▶ _Exercício A_:
Responda às perguntas abaixo com base no texto sobre a audição do novo álbum de Lana Del Rey.
(i) Qual gravadora convidou os presentes para o evento?
(ii) Com qual dos álbuns anteriores as quatro primeiras faixas mais se parecem?
(iii) Qual faixa é apontada como a mais prolixa do álbum?

▶ _Texto para leitura_:
════════

Em uma tarde ensolarada de quarta feira em São Paulo, chegamos convidados pela Universal Music no escritório da gravadora, que já recebia alguns fãs e poucos jornalistas que ouviriam o álbum antecipadamente em um evento que repetia o formato em outros lugares do mundo. Um painél com um cenário para fotos e divulgação ajudou na ambientação, quando deram play no projeto e as aproximadamente cinquenta pessoas presentes entraram no mais recente universo de Lana Del Rey.
Com o lançamento prévio de alguns singles como “The Grants”, a faixa título “Did You Know…” e “A&W”, a surpresa se deu inicialmente em “Sweet”, que faz jus ao título e nos presenteia com melodias doces. Essas primeiras quatro faixas se assemelham muito a sonoridade conhecida e marcante de seus dois álbuns anteriores, principalmente o “Blue Banisters”: Poucas batidas de trap, algumas canções longas, harmonias inusitadas e instrumentação mais acústica. Já a na sequência, “Judah Smith Interlude”, “Candy Necklace” (com Jon Batiste) e “Jon Batiste Interlude” apresentam o primeiro ponto de virada do disco. A primeira interlude é, do início ao fim, uma gravação amadora de um culto. Literalmente. Há um instrumental de piano que parece “bordar” o áudio e até consegue captar nossa atenção e nos levar para uma atmosfera mais digerível, mesmo sem tirar a essência. Candy Necklace é uma boa faixa mas que não se destaca tanto no álbum.
A sequência seguinte é um misto de emoções. A ótima “Kintsugi” é seguida por “Fingertips”, a mais prolixa do álbum. É uma faixa de muitas verdades, mas suas melodias parecem não nos levar a lugar nenhum, e em uma música com quase seis minutos, acaba perdendo um pouco do nosso foco após a primeira metade.

════════

▶ _Registros armazenados_:
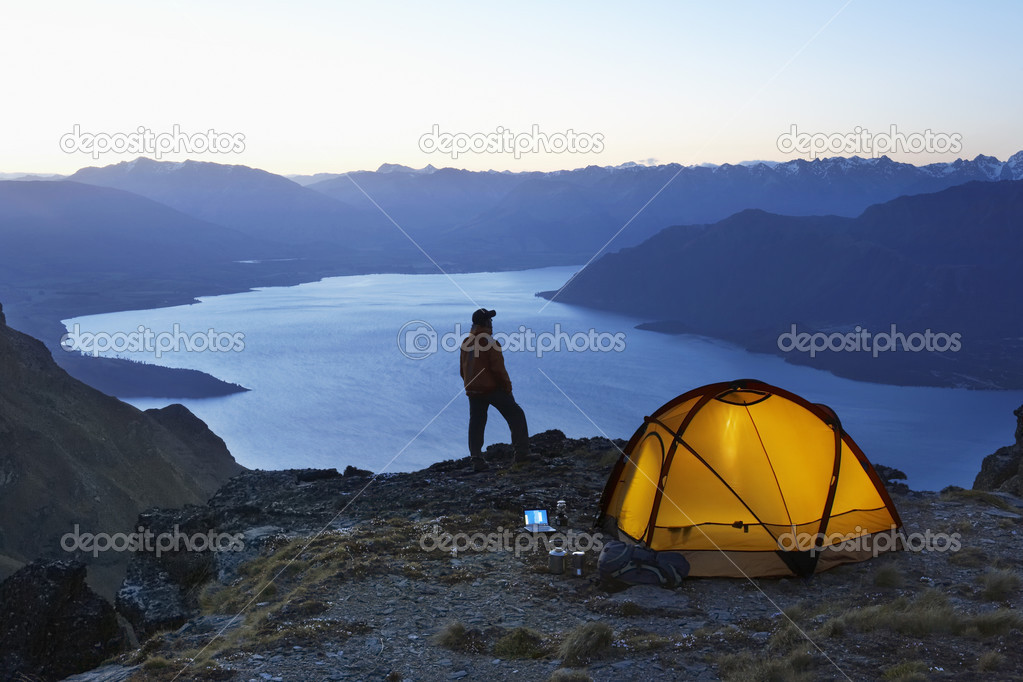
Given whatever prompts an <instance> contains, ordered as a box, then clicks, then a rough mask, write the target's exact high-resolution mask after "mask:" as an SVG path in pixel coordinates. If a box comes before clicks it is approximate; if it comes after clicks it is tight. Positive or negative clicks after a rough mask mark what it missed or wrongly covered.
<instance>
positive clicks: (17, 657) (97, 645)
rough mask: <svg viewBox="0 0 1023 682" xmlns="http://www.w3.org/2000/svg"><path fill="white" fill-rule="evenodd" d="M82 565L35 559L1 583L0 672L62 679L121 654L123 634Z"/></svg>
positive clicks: (83, 567)
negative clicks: (91, 581) (85, 576)
mask: <svg viewBox="0 0 1023 682" xmlns="http://www.w3.org/2000/svg"><path fill="white" fill-rule="evenodd" d="M85 576H86V569H85V564H84V563H82V562H80V561H66V560H62V561H48V560H38V561H34V562H32V563H30V564H28V565H26V566H24V567H21V569H20V570H18V571H17V572H16V573H14V574H13V575H12V576H10V577H9V578H8V579H7V580H6V581H4V582H3V583H0V674H2V675H5V676H10V677H5V678H4V679H33V680H34V679H43V680H60V679H63V678H64V677H68V676H69V675H74V674H75V673H81V672H82V671H86V670H90V669H92V668H95V667H96V666H98V665H99V664H100V663H102V662H103V661H104V660H105V658H107V657H109V656H110V655H114V654H115V653H117V652H119V651H120V650H121V649H122V648H123V647H124V644H125V635H124V632H123V631H122V629H121V627H120V626H119V625H118V619H117V615H116V613H115V611H114V607H113V606H112V605H110V603H109V602H108V601H106V600H105V599H103V598H102V597H100V596H99V595H98V594H96V593H95V592H93V591H92V590H91V589H90V588H89V586H88V585H86V583H85Z"/></svg>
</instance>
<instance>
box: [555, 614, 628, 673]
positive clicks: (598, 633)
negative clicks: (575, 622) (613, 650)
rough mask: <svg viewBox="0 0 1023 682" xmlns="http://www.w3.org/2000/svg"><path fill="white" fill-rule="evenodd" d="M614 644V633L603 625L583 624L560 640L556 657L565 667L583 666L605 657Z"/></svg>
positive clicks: (605, 625) (593, 622)
mask: <svg viewBox="0 0 1023 682" xmlns="http://www.w3.org/2000/svg"><path fill="white" fill-rule="evenodd" d="M613 643H614V633H613V632H612V630H611V628H610V627H608V626H607V625H605V624H604V623H595V622H592V623H584V624H583V625H581V626H579V627H578V628H576V629H575V630H573V631H572V632H570V633H569V634H568V635H566V636H565V639H564V640H562V645H561V647H559V649H558V655H559V657H561V658H562V660H563V661H564V662H565V665H566V666H569V667H575V666H579V665H585V664H587V663H589V662H590V661H595V660H597V658H602V657H604V656H607V655H608V654H609V653H610V652H611V647H612V644H613Z"/></svg>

════════

▶ _Exercício B_:
Transcreva sem nenhuma alteração as linhas dos registros armazenados que vão da linha que contém "</instance>" até a linha que contém "positive clicks: (605, 625) (593, 622)", incluindo as duas.

▶ _Resposta A_:
(i) A Universal Music.
(ii) Com o "Blue Banisters".
(iii) "Fingertips".

▶ _Resposta B_:
</instance>
<instance>
box: [555, 614, 628, 673]
positive clicks: (598, 633)
negative clicks: (575, 622) (613, 650)
rough mask: <svg viewBox="0 0 1023 682" xmlns="http://www.w3.org/2000/svg"><path fill="white" fill-rule="evenodd" d="M614 644V633L603 625L583 624L560 640L556 657L565 667L583 666L605 657Z"/></svg>
positive clicks: (605, 625) (593, 622)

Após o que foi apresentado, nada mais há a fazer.